▸ **What the task asks**:
Reproduce the lines of the records below word for word, starting at the line that contains "post is by providing its bounding box." and stopping after the line that contains "[78,92,86,168]". Include both of those lines.

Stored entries
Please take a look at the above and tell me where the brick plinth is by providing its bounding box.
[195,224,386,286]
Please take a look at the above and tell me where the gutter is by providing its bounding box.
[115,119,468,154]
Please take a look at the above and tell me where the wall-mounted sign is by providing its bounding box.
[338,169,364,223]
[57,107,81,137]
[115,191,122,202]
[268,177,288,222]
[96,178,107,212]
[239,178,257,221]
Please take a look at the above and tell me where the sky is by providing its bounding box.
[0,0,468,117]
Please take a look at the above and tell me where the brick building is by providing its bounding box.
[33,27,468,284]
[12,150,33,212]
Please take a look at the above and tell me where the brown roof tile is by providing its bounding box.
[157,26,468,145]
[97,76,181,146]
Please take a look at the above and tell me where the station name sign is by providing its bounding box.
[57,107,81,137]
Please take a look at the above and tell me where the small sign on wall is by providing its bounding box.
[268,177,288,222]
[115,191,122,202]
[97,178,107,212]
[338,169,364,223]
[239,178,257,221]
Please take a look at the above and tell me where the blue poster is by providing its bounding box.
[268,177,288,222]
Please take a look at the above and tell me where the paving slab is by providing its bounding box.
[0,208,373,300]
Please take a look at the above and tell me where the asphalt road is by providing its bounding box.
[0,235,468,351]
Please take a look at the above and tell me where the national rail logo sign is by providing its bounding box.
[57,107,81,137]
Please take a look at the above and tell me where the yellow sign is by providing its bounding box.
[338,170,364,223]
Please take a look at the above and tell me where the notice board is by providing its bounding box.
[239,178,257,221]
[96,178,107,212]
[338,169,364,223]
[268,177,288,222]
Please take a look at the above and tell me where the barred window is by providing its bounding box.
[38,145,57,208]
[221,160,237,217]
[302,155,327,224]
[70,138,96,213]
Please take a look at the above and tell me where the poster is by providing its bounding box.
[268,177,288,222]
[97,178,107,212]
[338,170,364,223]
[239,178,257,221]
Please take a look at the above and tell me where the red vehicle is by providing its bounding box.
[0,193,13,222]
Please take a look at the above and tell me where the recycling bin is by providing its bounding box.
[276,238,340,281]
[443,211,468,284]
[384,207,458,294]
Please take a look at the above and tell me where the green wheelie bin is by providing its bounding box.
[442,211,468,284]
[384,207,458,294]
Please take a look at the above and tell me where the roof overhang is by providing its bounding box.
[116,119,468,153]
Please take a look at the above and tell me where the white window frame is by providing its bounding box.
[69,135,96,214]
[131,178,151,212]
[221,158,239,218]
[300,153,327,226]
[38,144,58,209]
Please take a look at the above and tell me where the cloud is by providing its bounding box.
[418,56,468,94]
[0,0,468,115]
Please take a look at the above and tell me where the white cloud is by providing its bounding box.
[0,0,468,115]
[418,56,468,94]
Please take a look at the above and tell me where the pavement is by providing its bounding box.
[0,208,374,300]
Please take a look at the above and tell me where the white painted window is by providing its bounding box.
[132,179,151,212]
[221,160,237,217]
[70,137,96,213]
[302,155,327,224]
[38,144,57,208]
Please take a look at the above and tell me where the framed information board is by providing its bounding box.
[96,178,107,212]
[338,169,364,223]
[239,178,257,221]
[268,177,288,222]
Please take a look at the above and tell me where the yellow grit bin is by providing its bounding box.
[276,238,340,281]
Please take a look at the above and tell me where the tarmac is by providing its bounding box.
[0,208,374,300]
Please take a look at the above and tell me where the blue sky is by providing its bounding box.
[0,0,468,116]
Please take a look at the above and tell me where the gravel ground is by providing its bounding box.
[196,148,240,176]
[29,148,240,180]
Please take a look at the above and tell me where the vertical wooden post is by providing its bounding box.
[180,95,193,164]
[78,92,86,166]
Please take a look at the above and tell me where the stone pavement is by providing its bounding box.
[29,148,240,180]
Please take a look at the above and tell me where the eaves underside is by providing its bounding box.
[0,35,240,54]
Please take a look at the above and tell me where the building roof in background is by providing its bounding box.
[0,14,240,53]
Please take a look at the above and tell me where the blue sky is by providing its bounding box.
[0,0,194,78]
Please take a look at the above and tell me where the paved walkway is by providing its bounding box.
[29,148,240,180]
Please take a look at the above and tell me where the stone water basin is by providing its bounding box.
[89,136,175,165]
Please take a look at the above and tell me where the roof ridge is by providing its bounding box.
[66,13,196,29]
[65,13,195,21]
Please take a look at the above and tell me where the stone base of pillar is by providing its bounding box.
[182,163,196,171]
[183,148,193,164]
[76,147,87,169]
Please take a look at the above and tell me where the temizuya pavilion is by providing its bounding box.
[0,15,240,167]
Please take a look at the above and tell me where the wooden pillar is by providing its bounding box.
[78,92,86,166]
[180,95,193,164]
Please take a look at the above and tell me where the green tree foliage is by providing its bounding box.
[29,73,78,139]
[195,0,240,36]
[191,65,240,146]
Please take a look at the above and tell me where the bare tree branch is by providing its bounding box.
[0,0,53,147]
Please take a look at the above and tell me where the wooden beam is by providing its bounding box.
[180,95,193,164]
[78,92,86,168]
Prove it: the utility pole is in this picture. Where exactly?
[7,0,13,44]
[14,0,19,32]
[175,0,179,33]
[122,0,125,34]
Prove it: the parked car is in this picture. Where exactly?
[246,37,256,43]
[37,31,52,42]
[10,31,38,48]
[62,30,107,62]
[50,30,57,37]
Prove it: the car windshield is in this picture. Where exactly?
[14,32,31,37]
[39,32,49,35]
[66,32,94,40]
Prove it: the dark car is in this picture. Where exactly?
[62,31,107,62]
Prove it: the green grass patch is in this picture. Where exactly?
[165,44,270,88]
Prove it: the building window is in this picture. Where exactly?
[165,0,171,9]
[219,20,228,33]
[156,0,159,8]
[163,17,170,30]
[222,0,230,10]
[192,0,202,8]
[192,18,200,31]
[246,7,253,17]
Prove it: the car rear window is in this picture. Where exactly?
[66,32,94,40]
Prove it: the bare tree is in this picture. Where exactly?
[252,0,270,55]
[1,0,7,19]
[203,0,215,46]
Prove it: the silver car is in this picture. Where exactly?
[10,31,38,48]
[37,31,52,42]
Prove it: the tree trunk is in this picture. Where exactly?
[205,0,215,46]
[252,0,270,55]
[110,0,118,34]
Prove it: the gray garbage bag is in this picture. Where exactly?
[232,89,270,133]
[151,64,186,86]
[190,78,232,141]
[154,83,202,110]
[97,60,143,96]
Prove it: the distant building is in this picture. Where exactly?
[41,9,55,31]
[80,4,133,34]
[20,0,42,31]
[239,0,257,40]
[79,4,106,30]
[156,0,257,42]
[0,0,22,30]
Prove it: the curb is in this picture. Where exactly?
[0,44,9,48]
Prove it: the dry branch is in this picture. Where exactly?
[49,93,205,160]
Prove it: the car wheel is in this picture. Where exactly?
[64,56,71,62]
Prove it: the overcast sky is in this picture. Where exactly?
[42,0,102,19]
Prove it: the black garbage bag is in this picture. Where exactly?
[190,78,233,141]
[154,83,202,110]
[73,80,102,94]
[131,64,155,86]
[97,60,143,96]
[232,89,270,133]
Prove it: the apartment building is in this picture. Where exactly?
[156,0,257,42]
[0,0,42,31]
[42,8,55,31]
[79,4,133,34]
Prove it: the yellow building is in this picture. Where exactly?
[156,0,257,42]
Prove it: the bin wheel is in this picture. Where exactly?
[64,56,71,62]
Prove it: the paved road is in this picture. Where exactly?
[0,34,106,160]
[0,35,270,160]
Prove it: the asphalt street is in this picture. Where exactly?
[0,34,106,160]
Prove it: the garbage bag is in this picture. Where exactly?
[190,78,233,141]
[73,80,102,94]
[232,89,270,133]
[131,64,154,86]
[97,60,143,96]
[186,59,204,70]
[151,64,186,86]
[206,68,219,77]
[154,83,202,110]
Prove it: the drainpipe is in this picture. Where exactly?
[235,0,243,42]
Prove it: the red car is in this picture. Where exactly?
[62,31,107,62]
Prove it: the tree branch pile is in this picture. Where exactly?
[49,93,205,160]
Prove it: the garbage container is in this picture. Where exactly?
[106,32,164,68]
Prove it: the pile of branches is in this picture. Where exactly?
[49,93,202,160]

▸ **Task solution**:
Please take a look at the above and tell me where the vertical wooden post is by providing its bounding box.
[180,95,193,164]
[78,92,86,166]
Please take a look at the above and tell me where the stone pavement is by providing its bounding box.
[29,148,240,180]
Please take a look at the above and tell me where the eaves underside is by providing its bounding box.
[0,35,240,54]
Please take a look at the above and tell me where the building roof in background is by providing its bounding box.
[0,14,240,53]
Please take a look at the above and tell me where the blue sky is by providing its bounding box.
[0,0,194,78]
Please take a look at the above and tell me where the paved walkway is by providing its bounding box.
[29,148,240,180]
Please take a look at the above and tell me where the stone water basin is by providing its bounding box.
[89,136,175,165]
Please take a look at the above and tell me where the roof ridge is by providing its bounding box.
[66,13,196,29]
[65,13,195,21]
Please take a look at the above and tell me where the stone base of pillar is by providing its bounding box.
[182,163,196,171]
[183,148,193,164]
[76,147,87,169]
Please take a look at the above and tell me where the temizuya pavilion is by providing its bounding box.
[0,15,240,167]
Please take a look at the above and tell me where the wooden pillar is by providing its bounding box.
[78,92,86,166]
[180,95,193,164]
Please take a look at the above and tell me where the green tree foliage is by providing its bounding box.
[29,73,78,139]
[195,0,240,36]
[191,65,240,146]
Please take a look at the above and tell me where the bare tree branch is by providing its bounding box.
[0,0,53,147]
Please take a look at the above and tell me where the wooden beam is by providing its bounding box.
[180,95,193,164]
[78,92,86,168]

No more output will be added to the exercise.